Go through the entries below. Copy out every line that contains "shirt".

Dataset below:

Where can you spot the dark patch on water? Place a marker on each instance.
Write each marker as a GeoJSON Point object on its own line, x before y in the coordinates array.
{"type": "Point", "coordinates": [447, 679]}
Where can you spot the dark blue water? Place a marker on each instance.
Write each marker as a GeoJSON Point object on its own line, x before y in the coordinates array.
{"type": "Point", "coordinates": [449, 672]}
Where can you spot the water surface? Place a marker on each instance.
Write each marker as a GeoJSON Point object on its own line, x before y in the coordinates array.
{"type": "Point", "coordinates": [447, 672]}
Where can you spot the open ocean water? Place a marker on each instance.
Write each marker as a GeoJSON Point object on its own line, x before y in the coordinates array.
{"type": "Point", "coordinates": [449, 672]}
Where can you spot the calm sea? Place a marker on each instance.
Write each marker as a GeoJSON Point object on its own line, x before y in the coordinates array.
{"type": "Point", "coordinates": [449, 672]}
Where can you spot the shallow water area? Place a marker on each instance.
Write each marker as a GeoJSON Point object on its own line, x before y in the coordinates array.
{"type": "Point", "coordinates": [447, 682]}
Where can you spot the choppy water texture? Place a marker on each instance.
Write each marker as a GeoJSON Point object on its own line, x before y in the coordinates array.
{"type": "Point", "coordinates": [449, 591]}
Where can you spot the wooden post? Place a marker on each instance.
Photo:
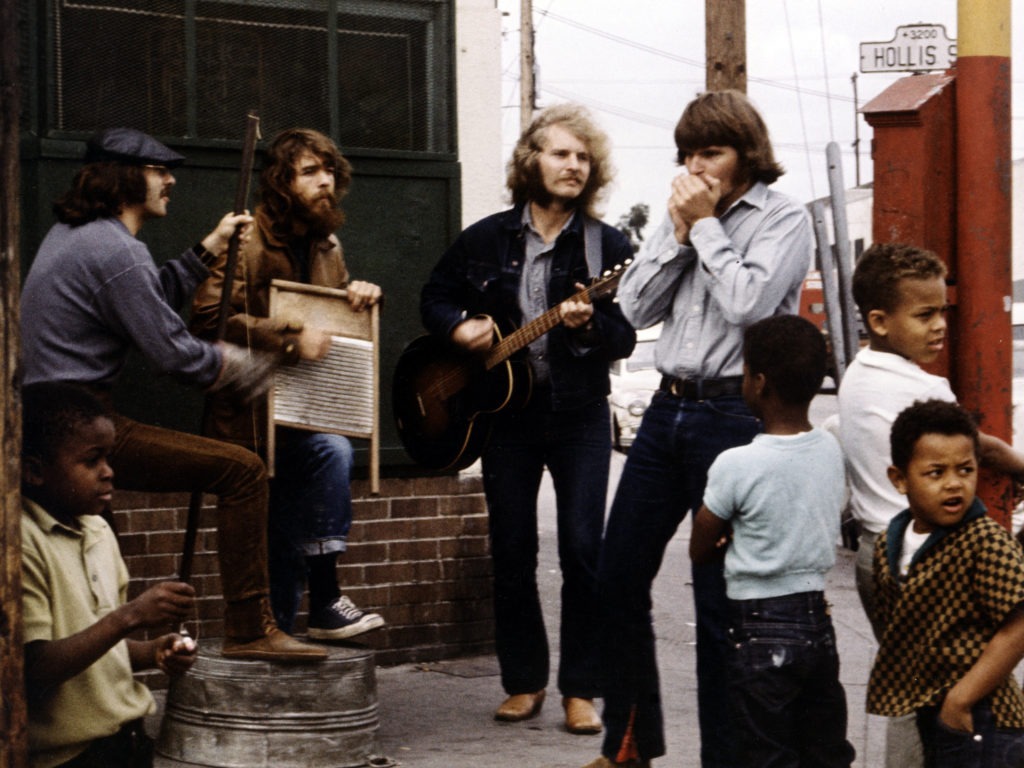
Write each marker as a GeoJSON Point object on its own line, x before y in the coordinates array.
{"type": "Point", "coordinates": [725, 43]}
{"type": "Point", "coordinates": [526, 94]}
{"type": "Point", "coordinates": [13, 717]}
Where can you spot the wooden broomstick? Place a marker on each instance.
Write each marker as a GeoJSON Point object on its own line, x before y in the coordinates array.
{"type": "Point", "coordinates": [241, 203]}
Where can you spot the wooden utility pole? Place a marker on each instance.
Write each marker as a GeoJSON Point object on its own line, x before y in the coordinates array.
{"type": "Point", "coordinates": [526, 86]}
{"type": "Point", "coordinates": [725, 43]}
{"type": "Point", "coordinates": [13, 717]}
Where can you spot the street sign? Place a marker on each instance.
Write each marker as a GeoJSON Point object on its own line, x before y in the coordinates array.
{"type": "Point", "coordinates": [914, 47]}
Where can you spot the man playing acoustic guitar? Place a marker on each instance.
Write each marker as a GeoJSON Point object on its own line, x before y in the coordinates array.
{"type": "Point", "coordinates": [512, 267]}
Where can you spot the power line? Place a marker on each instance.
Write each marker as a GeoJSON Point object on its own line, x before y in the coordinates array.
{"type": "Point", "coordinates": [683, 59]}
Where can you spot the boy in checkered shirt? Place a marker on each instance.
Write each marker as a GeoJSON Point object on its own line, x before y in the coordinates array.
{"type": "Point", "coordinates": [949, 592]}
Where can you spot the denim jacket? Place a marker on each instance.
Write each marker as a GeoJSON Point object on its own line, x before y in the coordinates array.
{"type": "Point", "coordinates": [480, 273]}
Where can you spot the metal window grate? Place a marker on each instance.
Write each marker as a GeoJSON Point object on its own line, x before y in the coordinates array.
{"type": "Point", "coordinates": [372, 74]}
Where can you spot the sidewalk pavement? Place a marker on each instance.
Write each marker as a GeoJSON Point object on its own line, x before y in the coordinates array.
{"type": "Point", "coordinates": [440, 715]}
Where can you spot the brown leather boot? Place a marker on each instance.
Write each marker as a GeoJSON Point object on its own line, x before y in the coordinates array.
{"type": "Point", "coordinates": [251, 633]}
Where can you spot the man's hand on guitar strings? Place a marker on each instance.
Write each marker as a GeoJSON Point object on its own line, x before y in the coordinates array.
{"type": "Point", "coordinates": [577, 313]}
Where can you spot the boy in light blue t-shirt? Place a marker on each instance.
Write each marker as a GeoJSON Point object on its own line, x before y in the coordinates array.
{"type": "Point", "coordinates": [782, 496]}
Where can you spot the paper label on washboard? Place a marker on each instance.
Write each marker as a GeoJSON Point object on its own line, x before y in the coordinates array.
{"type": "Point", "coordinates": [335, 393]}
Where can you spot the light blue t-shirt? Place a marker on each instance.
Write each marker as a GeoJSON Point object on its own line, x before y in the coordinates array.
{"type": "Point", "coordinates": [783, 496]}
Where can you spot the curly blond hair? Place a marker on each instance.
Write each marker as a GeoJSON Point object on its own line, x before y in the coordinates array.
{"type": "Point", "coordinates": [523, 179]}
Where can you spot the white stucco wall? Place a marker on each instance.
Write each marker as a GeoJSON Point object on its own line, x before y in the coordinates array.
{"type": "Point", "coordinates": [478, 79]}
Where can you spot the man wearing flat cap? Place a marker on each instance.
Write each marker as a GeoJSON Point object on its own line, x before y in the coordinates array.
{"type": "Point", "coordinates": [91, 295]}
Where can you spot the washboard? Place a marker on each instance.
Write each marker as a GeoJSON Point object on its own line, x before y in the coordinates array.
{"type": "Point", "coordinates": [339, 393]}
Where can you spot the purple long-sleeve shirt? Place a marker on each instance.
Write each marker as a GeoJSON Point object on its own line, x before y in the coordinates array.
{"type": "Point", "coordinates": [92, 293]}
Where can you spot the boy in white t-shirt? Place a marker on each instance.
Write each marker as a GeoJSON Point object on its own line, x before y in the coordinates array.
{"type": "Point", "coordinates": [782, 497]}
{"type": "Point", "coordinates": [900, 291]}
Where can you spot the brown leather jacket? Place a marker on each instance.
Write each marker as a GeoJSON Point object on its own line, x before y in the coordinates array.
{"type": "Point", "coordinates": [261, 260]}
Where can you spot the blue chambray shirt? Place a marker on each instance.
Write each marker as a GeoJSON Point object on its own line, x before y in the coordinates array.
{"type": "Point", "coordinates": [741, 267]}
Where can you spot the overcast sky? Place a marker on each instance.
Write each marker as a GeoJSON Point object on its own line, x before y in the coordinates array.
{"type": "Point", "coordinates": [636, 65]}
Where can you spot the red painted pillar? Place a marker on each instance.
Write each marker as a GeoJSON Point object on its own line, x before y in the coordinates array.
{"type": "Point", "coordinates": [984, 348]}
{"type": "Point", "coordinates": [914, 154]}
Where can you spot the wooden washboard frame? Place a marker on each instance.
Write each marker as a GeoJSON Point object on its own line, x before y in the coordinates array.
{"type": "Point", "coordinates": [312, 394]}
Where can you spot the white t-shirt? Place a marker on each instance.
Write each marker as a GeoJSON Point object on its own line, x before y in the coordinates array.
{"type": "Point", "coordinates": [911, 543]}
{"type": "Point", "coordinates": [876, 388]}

End of Dataset.

**Task response**
Where can you spot the boy in checkered shirt? Place a marker on each instance.
Where can you spot the boy in light blue t-shirt? Place a marker on each instance.
Where can you spot the light blue t-shirt? Place a marker on each instance.
Where can you spot the purple long-sleeve shirt? Place a marker on each instance.
Where can you spot the boy in white t-shirt? Place a marker on each instance.
Where can you spot the blue chambray shirt? Place a marker on each instance.
Where can you spot the white t-shirt? Place a marker on each instance.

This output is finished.